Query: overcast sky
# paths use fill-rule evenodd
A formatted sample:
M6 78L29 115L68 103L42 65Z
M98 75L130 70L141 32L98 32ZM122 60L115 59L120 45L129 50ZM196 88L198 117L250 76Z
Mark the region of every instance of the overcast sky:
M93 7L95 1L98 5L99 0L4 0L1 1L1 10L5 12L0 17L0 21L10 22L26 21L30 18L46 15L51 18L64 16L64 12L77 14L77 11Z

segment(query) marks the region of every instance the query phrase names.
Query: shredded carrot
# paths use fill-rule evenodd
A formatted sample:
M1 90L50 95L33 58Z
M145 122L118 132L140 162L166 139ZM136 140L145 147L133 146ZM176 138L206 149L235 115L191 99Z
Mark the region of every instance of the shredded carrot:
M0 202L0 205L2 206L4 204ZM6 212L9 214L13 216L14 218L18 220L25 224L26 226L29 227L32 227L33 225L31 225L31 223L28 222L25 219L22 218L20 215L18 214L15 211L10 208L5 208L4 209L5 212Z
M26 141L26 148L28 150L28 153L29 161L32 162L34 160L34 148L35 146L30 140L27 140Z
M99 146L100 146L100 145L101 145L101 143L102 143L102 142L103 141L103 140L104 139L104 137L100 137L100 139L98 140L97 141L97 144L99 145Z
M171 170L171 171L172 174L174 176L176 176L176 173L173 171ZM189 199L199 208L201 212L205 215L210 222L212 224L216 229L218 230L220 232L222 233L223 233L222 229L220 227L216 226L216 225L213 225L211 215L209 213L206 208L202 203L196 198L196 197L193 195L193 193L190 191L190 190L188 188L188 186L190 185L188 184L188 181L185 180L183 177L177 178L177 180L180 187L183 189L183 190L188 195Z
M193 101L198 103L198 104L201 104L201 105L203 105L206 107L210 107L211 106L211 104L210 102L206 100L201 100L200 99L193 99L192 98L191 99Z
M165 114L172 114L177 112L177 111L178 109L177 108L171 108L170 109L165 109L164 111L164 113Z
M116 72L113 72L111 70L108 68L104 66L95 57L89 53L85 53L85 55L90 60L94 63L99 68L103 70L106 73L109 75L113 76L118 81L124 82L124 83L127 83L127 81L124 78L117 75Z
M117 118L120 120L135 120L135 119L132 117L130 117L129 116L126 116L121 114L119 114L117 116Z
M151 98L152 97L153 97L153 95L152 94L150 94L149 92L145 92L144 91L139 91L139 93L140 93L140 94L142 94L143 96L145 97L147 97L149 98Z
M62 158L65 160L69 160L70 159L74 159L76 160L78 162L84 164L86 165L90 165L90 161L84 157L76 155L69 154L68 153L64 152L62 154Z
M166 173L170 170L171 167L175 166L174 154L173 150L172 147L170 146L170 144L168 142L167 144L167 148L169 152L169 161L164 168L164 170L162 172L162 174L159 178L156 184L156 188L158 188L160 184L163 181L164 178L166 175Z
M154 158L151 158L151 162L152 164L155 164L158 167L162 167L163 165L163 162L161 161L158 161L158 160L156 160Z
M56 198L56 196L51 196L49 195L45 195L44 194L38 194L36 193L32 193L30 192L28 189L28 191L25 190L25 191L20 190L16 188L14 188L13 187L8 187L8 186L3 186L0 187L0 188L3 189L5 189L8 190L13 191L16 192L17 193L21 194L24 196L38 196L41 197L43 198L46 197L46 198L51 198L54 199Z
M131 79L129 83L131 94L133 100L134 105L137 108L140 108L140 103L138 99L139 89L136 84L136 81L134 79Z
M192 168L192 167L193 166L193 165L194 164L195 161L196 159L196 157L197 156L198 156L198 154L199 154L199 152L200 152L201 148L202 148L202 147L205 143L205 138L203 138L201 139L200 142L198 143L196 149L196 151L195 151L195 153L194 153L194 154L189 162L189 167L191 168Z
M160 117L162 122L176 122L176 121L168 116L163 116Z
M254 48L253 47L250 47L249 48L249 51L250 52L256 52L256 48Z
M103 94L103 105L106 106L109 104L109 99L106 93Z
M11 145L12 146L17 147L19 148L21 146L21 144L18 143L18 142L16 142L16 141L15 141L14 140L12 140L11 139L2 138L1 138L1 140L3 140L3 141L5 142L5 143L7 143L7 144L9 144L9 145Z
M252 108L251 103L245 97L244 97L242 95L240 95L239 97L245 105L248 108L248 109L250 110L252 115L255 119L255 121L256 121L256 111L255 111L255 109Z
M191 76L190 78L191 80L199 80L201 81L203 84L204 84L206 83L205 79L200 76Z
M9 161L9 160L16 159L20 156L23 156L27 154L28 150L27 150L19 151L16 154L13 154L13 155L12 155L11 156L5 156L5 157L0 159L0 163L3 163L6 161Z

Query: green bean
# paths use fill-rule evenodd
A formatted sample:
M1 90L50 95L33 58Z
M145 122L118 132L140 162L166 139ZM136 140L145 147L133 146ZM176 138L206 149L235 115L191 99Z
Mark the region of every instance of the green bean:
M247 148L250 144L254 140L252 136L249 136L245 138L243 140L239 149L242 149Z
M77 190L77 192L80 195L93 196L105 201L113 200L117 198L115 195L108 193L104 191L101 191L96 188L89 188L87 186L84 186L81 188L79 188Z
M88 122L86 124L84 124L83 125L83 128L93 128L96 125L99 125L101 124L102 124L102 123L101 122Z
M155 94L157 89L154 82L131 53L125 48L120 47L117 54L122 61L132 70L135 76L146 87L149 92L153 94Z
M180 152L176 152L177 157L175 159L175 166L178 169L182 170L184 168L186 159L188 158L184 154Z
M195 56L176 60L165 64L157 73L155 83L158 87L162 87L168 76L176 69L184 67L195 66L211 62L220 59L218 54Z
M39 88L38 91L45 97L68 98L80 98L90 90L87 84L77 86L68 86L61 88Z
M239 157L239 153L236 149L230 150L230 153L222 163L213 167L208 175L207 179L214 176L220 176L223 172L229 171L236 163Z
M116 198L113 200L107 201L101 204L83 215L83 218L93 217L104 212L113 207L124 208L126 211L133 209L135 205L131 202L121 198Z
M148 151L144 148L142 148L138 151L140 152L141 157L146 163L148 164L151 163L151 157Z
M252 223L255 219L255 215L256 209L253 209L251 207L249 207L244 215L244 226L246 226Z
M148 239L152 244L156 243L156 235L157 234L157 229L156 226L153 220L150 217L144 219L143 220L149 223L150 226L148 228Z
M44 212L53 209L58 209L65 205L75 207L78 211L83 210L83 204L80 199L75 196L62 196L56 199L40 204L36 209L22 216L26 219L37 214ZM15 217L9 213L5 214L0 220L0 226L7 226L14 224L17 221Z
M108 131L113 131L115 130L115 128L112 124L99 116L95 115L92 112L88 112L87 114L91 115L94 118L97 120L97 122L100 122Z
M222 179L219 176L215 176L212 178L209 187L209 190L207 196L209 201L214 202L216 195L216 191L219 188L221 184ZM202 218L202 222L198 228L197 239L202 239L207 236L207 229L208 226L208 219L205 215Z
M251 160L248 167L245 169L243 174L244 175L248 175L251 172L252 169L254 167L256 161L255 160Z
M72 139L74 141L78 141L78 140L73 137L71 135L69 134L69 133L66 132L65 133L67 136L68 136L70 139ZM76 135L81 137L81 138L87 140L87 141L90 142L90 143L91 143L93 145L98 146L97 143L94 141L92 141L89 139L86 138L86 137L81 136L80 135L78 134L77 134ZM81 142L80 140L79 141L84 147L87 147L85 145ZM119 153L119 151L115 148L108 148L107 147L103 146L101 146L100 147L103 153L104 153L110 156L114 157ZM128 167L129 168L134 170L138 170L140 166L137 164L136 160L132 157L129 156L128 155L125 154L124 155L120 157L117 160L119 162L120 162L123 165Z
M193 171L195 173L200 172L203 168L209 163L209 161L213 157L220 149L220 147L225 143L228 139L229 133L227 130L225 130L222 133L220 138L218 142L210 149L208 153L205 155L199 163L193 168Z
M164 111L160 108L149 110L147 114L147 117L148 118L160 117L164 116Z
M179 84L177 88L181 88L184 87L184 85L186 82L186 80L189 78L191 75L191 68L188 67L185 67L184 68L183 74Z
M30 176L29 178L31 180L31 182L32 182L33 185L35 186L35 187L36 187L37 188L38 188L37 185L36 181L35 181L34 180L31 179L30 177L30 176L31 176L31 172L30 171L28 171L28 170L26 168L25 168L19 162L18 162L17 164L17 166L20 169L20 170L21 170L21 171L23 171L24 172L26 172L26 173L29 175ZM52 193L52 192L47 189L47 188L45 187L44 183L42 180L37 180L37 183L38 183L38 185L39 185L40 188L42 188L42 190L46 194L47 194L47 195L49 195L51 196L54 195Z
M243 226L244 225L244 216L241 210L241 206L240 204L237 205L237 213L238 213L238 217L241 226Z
===============
Starting at the line that contains "segment(query) marks the" and stopping after the line that contains "M154 158L151 158L151", copy the records with "shredded carrot" swapped for "grated carrot" and nothing else altered.

segment(query) marks the region of every instance the query phrase names.
Query: grated carrot
# paths use fill-rule evenodd
A formatted sample:
M1 90L50 95L33 58Z
M145 122L118 132L140 162L166 139ZM136 140L145 147L133 146ZM176 138L206 149L235 115L191 99Z
Mark the region of every instance of the grated carrot:
M0 202L0 205L2 206L4 204ZM6 212L9 214L13 216L14 218L18 220L25 224L26 226L29 227L32 227L33 225L31 225L31 223L28 222L25 219L22 218L20 215L18 214L15 211L10 208L5 208L4 209L5 212Z
M26 141L26 148L28 150L28 153L29 161L32 162L34 160L34 148L35 146L30 140L27 140Z
M99 146L100 146L100 145L101 145L101 143L102 143L102 142L103 141L103 140L104 139L104 137L100 137L100 139L98 140L97 141L97 144L99 145Z
M171 170L171 171L172 174L174 176L176 176L176 173L173 171ZM189 199L199 208L201 212L205 215L210 222L212 224L216 229L218 230L220 232L222 233L223 233L222 229L220 227L216 226L216 225L213 225L211 215L209 213L206 208L202 203L196 198L196 197L193 195L193 193L190 191L190 190L188 188L188 186L190 185L188 184L188 181L185 180L183 177L177 178L177 180L180 187L183 189L183 190L188 195Z
M193 101L198 103L198 104L201 104L201 105L203 105L206 107L210 107L211 106L211 104L210 102L206 100L201 100L200 99L193 99L192 98L191 99Z
M165 114L172 114L177 112L177 111L178 109L177 108L171 108L170 109L165 109L164 111L164 113Z
M116 72L113 72L111 70L108 68L104 66L95 57L89 53L85 53L85 55L90 60L94 63L99 68L103 70L106 73L109 75L113 76L118 81L124 82L124 83L127 83L127 81L124 78L117 75Z
M117 118L120 120L135 120L135 119L132 117L130 117L129 116L126 116L121 114L119 114L117 116Z
M151 98L152 97L153 97L153 95L152 94L150 94L149 92L145 92L144 91L139 91L139 93L140 93L140 94L142 94L143 96L145 97L147 97L149 98Z
M62 158L65 160L69 160L70 159L74 159L76 160L78 162L84 164L86 165L90 165L90 161L84 157L76 155L69 154L68 153L64 152L62 154Z
M166 173L170 170L171 167L175 166L174 154L173 150L172 147L170 146L170 144L168 142L167 144L167 148L169 152L169 161L164 168L164 170L162 172L162 174L159 178L156 184L156 188L158 188L160 184L163 181L164 178L166 175Z
M154 158L151 158L151 162L152 164L155 164L158 167L162 167L163 165L163 162L161 161L158 161L158 160L156 160Z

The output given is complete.